(Stored data)
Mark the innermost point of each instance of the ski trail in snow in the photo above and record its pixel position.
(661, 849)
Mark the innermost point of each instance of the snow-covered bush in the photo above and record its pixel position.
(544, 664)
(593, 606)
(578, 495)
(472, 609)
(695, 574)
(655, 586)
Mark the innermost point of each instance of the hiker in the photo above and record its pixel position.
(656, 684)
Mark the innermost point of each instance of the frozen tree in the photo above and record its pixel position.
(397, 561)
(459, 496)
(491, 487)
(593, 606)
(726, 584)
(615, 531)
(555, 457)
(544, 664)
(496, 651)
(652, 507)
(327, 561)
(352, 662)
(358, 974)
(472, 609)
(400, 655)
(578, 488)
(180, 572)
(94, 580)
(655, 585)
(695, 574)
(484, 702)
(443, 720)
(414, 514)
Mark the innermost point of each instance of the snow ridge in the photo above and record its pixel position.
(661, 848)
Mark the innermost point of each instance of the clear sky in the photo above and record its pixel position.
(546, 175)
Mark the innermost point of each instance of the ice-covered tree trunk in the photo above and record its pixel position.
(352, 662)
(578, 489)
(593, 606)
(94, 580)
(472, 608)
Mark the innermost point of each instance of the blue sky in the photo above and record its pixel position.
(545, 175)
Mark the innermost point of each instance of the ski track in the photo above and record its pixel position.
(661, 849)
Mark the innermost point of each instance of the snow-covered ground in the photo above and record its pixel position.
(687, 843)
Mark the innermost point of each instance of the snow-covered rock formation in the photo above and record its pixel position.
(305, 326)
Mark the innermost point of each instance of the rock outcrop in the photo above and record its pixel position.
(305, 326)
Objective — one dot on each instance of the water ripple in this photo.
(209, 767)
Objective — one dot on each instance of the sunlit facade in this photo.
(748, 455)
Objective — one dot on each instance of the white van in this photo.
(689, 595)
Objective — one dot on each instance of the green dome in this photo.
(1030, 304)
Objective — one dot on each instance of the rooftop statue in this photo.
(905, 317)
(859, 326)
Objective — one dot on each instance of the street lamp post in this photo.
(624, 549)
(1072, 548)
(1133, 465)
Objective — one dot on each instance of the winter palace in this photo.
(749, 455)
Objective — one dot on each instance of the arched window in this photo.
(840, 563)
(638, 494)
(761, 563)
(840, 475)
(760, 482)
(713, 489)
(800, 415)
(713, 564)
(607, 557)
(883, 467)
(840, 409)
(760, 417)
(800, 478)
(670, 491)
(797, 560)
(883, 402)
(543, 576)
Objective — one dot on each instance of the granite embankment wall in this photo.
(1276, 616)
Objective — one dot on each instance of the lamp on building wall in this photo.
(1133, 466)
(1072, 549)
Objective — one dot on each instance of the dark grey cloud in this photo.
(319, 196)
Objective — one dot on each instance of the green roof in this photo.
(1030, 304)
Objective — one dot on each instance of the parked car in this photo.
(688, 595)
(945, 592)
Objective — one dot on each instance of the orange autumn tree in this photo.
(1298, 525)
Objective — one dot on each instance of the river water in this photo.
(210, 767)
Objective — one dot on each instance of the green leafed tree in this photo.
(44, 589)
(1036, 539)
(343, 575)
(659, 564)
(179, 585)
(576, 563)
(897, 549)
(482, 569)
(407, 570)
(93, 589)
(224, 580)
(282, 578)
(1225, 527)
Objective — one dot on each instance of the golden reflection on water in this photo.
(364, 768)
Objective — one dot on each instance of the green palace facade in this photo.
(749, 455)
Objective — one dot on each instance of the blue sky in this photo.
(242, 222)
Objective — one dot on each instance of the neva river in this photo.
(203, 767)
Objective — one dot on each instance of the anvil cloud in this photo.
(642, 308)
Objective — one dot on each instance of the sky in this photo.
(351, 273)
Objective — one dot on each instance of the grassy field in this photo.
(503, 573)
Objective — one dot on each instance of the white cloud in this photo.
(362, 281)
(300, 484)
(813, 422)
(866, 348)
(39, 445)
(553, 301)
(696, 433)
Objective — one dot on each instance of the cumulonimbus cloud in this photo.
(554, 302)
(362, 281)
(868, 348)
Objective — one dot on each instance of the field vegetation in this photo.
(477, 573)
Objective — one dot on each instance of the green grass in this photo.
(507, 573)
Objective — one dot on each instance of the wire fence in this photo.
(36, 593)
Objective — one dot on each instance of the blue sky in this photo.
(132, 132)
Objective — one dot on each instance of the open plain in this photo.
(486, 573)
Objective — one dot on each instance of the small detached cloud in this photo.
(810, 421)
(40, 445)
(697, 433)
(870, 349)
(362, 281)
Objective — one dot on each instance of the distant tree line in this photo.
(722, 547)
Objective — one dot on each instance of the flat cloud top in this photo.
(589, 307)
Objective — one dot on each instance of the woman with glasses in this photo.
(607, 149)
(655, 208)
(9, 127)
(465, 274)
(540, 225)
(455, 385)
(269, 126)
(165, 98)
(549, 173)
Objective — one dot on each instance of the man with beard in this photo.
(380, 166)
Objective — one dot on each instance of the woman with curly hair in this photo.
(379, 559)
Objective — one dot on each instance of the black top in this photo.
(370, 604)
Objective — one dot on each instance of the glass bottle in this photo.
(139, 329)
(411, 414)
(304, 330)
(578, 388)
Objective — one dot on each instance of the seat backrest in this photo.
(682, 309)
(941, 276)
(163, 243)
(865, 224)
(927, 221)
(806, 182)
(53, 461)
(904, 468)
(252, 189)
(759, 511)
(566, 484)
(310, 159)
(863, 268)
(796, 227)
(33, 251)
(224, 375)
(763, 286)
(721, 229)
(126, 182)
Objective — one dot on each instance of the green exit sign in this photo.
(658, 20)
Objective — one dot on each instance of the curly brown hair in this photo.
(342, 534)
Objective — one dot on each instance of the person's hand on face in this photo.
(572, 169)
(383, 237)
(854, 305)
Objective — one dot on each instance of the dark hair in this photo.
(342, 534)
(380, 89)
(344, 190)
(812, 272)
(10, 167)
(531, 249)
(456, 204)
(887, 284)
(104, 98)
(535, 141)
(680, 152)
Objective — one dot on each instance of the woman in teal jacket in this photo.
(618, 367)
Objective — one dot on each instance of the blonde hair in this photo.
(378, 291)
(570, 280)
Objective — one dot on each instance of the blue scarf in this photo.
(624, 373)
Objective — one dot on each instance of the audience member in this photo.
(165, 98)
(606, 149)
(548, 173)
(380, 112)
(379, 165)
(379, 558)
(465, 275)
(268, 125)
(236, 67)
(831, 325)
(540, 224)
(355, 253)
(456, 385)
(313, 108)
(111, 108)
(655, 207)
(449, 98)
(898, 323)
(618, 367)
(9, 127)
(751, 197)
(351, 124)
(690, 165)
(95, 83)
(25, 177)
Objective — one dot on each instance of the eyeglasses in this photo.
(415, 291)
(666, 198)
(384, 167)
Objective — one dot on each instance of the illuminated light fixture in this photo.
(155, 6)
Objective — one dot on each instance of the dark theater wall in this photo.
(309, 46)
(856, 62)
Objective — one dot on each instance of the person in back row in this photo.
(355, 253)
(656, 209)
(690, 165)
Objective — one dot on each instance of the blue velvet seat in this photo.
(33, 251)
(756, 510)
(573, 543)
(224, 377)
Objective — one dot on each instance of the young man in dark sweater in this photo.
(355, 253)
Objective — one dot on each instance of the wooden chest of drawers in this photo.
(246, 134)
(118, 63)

Work instructions.
Return each line above exactly as it appears.

Answer box.
Mark the innermost point of each instance of the ski trail in snow in the photo above and record its pixel position.
(661, 849)
Mark the innermost point of each instance of the snow-covered bush in the photo above and record its pixel position.
(544, 664)
(593, 606)
(578, 495)
(472, 609)
(695, 574)
(655, 586)
Mark the innermost point of each instance of the hiker in the photo above and record its pixel position.
(656, 684)
Mark the innermost point of each instance of the frozen tree in the photo above and record its pixel position.
(397, 561)
(459, 496)
(491, 487)
(593, 606)
(726, 584)
(615, 531)
(555, 457)
(544, 664)
(496, 651)
(652, 507)
(327, 561)
(352, 662)
(358, 974)
(472, 609)
(400, 655)
(578, 488)
(180, 572)
(94, 580)
(655, 585)
(695, 574)
(484, 702)
(443, 720)
(414, 514)
Mark the innermost point of each instance of the snow ridge in the photo above and record its pixel position.
(661, 848)
Mark the innermost point of each instance of the clear sky in the photo above and record its pixel position.
(546, 175)
Mark the innermost point of each instance of the ice-covered tree trunk in the photo above and record its pixel position.
(352, 662)
(578, 489)
(593, 606)
(94, 580)
(472, 608)
Mark the innermost point of each instance of the blue sky in the photo above and record its pixel position.
(545, 175)
Mark the innermost point of each instance of the ski track in the photo above and record its pixel position.
(661, 849)
Mark the innermost point of each instance of the snow-covered ground in the photo above and record its pixel position.
(687, 843)
Mark the innermost point of each instance of the snow-covered rock formation in the photo above and record its pixel position.
(305, 326)
Mark the innermost point of each instance of the rock outcrop in the photo above and record its pixel position.
(305, 326)
Objective — one dot on each instance of the water ripple in this photo.
(209, 767)
Objective — one dot on each instance of the sunlit facade in this photo.
(748, 455)
Objective — one dot on each instance of the white van in this photo.
(689, 595)
Objective — one dot on each instance of the green dome in this photo.
(1030, 304)
Objective — one dot on each instance of the rooftop statue in this photo.
(905, 317)
(859, 326)
Objective — one dot on each instance of the street lamp post in this photo.
(624, 549)
(1072, 548)
(1133, 465)
Objective — one dot on each instance of the winter palace in this photo.
(749, 455)
Objective — one dot on each instance of the arched window in this photo.
(840, 563)
(638, 494)
(761, 563)
(840, 475)
(760, 482)
(713, 489)
(800, 415)
(713, 564)
(607, 557)
(883, 467)
(840, 409)
(760, 417)
(800, 478)
(670, 491)
(797, 560)
(883, 402)
(543, 576)
Objective — one dot on each instance of the granite embankment wall in this photo.
(1276, 616)
Objective — one dot on each instance of the lamp on building wall in this photo.
(1133, 466)
(1072, 549)
Objective — one dot on each instance of the dark grey cloud in this photo.
(319, 196)
Objective — one dot on each instance of the green roof in this photo.
(1030, 304)
Objective — one dot on each instance of the parked car in this photo.
(688, 595)
(945, 592)
Objective — one dot on each instance of the orange autumn tree in this photo.
(1298, 525)
Objective — one dot on each instance of the river water in this photo.
(210, 767)
Objective — one dot on each instance of the green leafed tree in this photo.
(44, 589)
(1036, 539)
(343, 575)
(659, 564)
(179, 585)
(576, 563)
(897, 549)
(482, 569)
(407, 570)
(93, 589)
(224, 580)
(282, 578)
(1225, 527)
Objective — one dot on each instance of the golden reflection on water in this photo.
(364, 768)
Objective — one dot on each instance of the green palace facade in this photo.
(749, 455)
Objective — one dot on each instance of the blue sky in this photo.
(242, 222)
Objective — one dot on each instance of the neva river in this photo.
(203, 767)
Objective — one dot on each instance of the anvil cloud in this photo.
(642, 308)
Objective — one dot on each instance of the sky in this photo.
(351, 273)
Objective — one dot on each instance of the grassy field in this photo.
(503, 573)
Objective — one dot on each instance of the white cloud in this photo.
(362, 281)
(300, 484)
(813, 422)
(866, 348)
(39, 445)
(553, 301)
(696, 433)
Objective — one dot on each instance of the cumulonimbus cloud in this photo.
(554, 302)
(362, 281)
(868, 348)
Objective — one dot on each instance of the field vegetation in this photo.
(477, 573)
Objective — one dot on each instance of the green grass in this photo.
(507, 573)
Objective — one dot on each instance of the wire fence in this photo.
(36, 593)
Objective — one dot on each instance of the blue sky in this photo.
(132, 132)
Objective — one dot on each instance of the open plain in this photo.
(486, 573)
Objective — one dot on each instance of the small detached cloud in this photo.
(810, 421)
(40, 445)
(697, 433)
(870, 349)
(362, 281)
Objective — one dot on each instance of the distant tree line in this photo.
(722, 547)
Objective — one dot on each instance of the flat cloud top in this photo.
(589, 307)
Objective — one dot on each instance of the woman with glasses in this photo.
(607, 149)
(655, 208)
(9, 127)
(465, 274)
(540, 225)
(455, 385)
(269, 126)
(165, 98)
(549, 173)
Objective — one dot on each instance of the man with beard in this photo.
(380, 166)
Objective — one dot on each instance of the woman with curly hair in this photo.
(379, 559)
Objective — one dot on each instance of the black top in this photo.
(370, 604)
Objective — one dot on each instance of the glass bottle in this photo.
(139, 329)
(411, 414)
(304, 330)
(578, 388)
Objective — one dot on each instance of the seat backrest in this photo.
(682, 309)
(941, 276)
(163, 243)
(865, 224)
(927, 221)
(806, 182)
(53, 461)
(904, 468)
(252, 189)
(759, 511)
(566, 484)
(310, 159)
(863, 268)
(796, 227)
(33, 251)
(224, 375)
(763, 286)
(721, 229)
(126, 182)
Objective — one dot on each instance of the green exit sign in this photo.
(658, 20)
Objective — one dot on each instance of the curly brown hair in this photo.
(342, 534)
Objective — one dot on each instance of the person's hand on face in this photo.
(572, 169)
(383, 237)
(854, 305)
Objective — one dot on each instance of the dark hair in this photo.
(342, 534)
(380, 89)
(344, 190)
(812, 272)
(10, 167)
(531, 249)
(456, 204)
(887, 284)
(104, 98)
(535, 141)
(680, 152)
Objective — one dot on each instance of the woman in teal jacket in this photo.
(618, 367)
Objective — one dot on each instance of the blonde hair in this photo.
(378, 291)
(570, 280)
Objective — one dot on each instance of the blue scarf in this photo.
(624, 373)
Objective — one dot on each instance of the audience member in this photo.
(165, 98)
(606, 149)
(548, 173)
(380, 112)
(379, 165)
(379, 558)
(465, 275)
(268, 125)
(236, 67)
(831, 325)
(540, 224)
(355, 253)
(456, 385)
(313, 108)
(111, 108)
(655, 207)
(449, 98)
(898, 323)
(618, 367)
(9, 127)
(751, 197)
(351, 124)
(690, 165)
(95, 83)
(25, 177)
Objective — one dot on each instance of the eyeglasses in this photo.
(415, 291)
(666, 198)
(384, 167)
Objective — one dot on each instance of the illuminated light fixture in this photo.
(155, 6)
Objective — one dot on each instance of the dark theater wall in this photo.
(309, 46)
(856, 62)
Objective — one dot on each instance of the person in back row in this photo.
(355, 253)
(656, 209)
(690, 165)
Objective — one dot on each instance of the blue velvet seat in this photo.
(33, 251)
(756, 510)
(573, 543)
(224, 377)
Objective — one dot on each instance of the young man in dark sweater in this photo.
(355, 253)
Objective — one dot on each instance of the wooden chest of drawers in this photo.
(246, 134)
(118, 63)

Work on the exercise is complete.